:: WHAT TO DO ::
When a line in the material contains the word "golden", copy it.

:: DATASET ::
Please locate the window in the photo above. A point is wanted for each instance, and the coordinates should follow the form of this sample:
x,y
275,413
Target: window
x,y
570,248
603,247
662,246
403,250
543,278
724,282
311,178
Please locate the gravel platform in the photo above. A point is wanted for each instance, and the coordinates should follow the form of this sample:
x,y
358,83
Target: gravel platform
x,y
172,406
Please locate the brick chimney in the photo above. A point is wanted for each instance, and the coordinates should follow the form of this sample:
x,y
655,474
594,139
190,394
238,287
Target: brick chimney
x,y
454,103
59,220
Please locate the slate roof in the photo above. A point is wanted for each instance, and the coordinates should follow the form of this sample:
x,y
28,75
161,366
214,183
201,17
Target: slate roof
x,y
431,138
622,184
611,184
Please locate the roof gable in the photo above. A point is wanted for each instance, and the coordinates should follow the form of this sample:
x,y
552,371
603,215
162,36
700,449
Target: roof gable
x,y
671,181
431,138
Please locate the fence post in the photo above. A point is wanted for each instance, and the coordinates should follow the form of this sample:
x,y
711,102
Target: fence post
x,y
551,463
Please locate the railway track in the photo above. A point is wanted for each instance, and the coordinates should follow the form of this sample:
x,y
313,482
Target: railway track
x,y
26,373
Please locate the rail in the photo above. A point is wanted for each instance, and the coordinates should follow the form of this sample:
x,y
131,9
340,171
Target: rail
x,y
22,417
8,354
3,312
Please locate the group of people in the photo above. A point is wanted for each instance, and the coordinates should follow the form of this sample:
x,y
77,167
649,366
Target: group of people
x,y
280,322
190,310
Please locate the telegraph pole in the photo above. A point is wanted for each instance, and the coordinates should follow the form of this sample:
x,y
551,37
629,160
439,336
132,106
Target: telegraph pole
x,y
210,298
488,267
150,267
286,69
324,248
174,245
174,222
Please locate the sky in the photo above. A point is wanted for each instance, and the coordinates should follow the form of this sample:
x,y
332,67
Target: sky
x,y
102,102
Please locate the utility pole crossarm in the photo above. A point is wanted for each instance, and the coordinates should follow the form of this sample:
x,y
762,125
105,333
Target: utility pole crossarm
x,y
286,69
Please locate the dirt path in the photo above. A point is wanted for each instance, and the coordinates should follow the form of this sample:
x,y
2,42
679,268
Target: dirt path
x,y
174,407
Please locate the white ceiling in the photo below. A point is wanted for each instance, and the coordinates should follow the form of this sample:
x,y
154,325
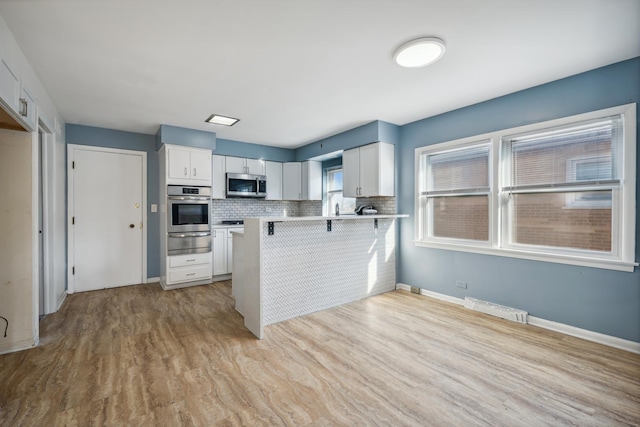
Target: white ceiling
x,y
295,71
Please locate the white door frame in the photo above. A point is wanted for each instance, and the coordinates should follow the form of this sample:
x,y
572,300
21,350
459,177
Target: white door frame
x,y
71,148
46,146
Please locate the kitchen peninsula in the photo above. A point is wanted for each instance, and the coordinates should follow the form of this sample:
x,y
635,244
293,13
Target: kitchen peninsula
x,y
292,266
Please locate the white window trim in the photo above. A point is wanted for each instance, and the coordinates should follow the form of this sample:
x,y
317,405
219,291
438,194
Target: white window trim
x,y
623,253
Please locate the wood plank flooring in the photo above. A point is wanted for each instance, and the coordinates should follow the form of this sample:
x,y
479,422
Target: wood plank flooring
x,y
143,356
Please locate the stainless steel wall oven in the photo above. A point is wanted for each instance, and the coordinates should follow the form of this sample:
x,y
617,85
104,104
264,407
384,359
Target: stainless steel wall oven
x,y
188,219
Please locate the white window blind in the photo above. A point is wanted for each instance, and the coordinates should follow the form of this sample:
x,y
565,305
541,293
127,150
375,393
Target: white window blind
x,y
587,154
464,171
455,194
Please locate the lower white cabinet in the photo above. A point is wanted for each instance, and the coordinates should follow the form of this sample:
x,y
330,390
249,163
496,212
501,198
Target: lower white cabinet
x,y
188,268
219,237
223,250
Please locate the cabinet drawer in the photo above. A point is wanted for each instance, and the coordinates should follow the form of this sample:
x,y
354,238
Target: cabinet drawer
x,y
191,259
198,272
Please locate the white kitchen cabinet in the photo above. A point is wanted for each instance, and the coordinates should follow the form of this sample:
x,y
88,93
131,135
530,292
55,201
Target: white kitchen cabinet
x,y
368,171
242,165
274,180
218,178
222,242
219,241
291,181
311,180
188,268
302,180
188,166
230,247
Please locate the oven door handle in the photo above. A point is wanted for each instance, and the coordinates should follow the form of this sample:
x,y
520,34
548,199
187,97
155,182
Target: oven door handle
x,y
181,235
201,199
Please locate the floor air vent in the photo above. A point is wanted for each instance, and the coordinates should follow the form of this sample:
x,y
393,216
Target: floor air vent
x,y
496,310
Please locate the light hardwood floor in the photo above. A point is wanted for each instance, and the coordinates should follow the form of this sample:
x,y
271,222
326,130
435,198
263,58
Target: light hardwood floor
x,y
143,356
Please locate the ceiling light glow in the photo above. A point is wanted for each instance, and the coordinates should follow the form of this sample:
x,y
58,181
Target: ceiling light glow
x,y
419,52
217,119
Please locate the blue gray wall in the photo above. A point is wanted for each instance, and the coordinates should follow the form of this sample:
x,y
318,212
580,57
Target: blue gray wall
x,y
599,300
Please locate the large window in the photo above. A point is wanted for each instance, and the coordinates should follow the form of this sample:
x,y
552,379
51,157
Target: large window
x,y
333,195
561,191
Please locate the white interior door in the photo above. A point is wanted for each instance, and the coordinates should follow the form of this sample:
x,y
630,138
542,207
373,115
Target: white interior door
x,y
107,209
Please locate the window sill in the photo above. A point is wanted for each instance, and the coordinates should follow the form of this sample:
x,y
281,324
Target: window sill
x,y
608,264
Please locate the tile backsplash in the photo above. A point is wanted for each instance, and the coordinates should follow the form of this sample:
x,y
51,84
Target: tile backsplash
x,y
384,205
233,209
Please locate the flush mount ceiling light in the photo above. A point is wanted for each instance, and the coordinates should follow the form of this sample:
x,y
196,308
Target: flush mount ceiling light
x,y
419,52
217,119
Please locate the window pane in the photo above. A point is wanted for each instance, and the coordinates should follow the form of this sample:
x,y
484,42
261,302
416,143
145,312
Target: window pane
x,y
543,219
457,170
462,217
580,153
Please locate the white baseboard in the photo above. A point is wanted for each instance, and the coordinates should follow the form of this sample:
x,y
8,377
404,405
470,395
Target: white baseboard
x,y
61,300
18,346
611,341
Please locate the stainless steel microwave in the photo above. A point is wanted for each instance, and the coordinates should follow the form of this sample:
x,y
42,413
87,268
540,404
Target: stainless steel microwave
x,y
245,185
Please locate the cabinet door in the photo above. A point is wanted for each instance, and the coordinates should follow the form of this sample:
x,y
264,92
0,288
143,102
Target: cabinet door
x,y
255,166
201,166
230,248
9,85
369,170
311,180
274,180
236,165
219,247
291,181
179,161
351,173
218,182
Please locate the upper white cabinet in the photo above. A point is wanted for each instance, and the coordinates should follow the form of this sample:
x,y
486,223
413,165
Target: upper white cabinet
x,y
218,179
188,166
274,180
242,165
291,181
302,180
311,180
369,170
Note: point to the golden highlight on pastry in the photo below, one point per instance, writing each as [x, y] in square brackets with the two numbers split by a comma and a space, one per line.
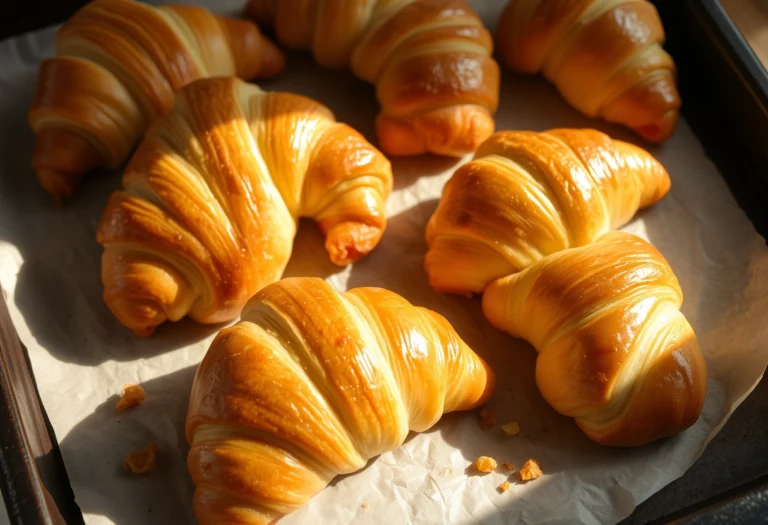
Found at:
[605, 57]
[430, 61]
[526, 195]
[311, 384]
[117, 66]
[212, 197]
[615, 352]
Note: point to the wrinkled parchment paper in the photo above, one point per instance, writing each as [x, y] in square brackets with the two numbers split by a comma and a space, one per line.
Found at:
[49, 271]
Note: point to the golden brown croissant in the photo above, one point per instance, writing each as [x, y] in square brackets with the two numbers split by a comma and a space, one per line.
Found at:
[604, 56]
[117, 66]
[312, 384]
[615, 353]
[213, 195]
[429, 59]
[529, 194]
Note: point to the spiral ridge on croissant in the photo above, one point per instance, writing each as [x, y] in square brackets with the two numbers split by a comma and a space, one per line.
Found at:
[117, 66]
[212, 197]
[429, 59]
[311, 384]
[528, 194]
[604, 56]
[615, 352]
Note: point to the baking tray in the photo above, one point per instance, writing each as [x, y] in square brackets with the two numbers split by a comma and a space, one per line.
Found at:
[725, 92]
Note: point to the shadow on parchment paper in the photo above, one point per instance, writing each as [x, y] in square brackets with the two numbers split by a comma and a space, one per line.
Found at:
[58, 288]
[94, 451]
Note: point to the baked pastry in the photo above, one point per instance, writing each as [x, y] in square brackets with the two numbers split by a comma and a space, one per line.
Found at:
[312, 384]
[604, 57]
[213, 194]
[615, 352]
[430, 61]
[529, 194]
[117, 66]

:: OUTPUT OF THE TASK ::
Note: point to the golden highlight on pastry in the photo below, one point per instance, writing each as [x, y] in square brackets with the two numbers split by a comma and a space, one per line.
Note: point to the golden brown croissant in the photo above, one point per instance, writing each as [x, y] in square brackets with the two numbers split by a comma and a space, one per line.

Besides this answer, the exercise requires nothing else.